Task prompt ::
Skip the images and return the records below exactly.

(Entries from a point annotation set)
*-*-*

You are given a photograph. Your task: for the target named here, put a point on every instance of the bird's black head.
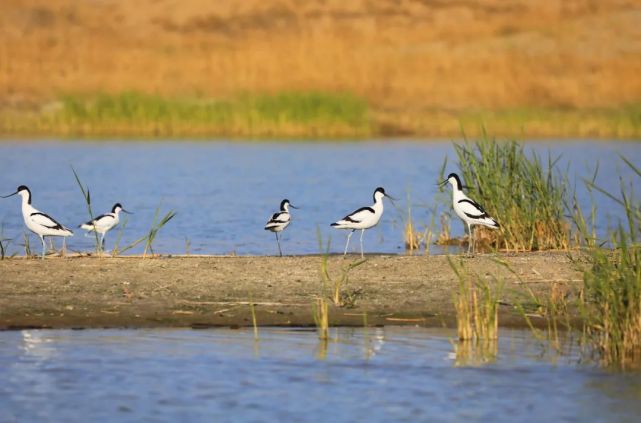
(453, 179)
(22, 190)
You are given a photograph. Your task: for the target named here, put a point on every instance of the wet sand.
(196, 291)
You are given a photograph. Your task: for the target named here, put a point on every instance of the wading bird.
(37, 222)
(105, 222)
(279, 221)
(471, 212)
(363, 218)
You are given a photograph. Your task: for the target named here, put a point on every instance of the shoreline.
(215, 291)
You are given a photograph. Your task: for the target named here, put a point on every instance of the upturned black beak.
(10, 195)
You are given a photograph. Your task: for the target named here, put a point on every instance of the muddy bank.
(215, 291)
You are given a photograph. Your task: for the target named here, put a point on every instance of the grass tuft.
(525, 193)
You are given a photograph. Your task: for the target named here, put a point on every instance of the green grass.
(526, 194)
(299, 115)
(286, 114)
(615, 122)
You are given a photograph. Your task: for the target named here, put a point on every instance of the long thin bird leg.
(280, 252)
(347, 243)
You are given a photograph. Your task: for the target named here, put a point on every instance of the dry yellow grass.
(422, 65)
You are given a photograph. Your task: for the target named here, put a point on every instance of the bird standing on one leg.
(279, 221)
(104, 223)
(363, 218)
(468, 210)
(37, 222)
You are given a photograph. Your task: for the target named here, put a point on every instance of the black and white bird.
(279, 221)
(105, 222)
(37, 222)
(363, 218)
(471, 212)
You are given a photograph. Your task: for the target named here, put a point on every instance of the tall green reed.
(526, 193)
(612, 283)
(87, 197)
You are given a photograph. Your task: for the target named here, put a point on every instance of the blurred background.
(330, 68)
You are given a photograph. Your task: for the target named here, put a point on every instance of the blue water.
(379, 375)
(224, 192)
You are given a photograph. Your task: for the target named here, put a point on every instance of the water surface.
(224, 192)
(383, 374)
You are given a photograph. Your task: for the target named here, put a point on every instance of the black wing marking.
(53, 225)
(474, 203)
(275, 218)
(349, 216)
(482, 213)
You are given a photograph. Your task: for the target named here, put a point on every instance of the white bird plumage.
(104, 223)
(38, 222)
(468, 210)
(279, 221)
(363, 218)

*-*-*

Problem solution ::
You are given a photograph. Your task: for the target named here, put a point on every instance of the bird's black head.
(453, 179)
(22, 190)
You are given a photograph. Your task: for the target named here, put a point on every instance of the wet sand.
(196, 291)
You are given a photograph. Your task: for the target named here, put a point on every instance of the wading bird.
(37, 222)
(105, 222)
(279, 221)
(471, 212)
(363, 218)
You are given a photograph. Your task: for the target named here, put a point on every instance of the shoreline.
(215, 291)
You are given a photograph. Your task: for the target named here, put a point on every instance of the upturned black beak.
(10, 195)
You are given a photograph. Your task: for the target named here, put a point on every instance of the muddy bank.
(215, 291)
You are given a photograph. Your task: for the target named here, put a point on every instance of the grass tuft.
(525, 193)
You are given a photograph. Your task: for the target named here, put a point on every instance of the green grass.
(526, 194)
(299, 115)
(286, 114)
(615, 122)
You are given a photograph. Your task: for the target named here, put a point on every instance of the long thin bird leg.
(280, 252)
(347, 243)
You are given a photograph. Your task: for the target named here, put a point on every instance of the dry yellow grass.
(422, 65)
You are given a photograph. Your task: for the target named here, put a point on every instance of the bird standing on one leg.
(279, 221)
(104, 223)
(363, 218)
(468, 210)
(37, 222)
You are given a photograph. Your task: for the target named here, put a point on every instance of the black and white bird.
(279, 221)
(105, 222)
(37, 222)
(363, 218)
(471, 212)
You are given a photograph. Your task: for the target named here, put a point on every instance of the tall green reed.
(526, 193)
(612, 283)
(87, 197)
You are given a photograph. Your task: for the target named here, put a point on every instance of the blurred background.
(330, 68)
You are given a photograph. Your task: for the target named here, put a point on every instance of the blue water.
(379, 375)
(224, 192)
You are given a photograph. Your task: for the target named here, put a point on every instance of the water surface.
(224, 192)
(383, 374)
You are given a photograph. Your task: for the target named here, put a point on every instance of the black wing marking.
(53, 225)
(474, 203)
(275, 218)
(349, 216)
(482, 213)
You are given a photograph. Your task: for the target named here, put a point on every instance of the white bird plumage.
(104, 223)
(38, 222)
(468, 210)
(279, 221)
(363, 218)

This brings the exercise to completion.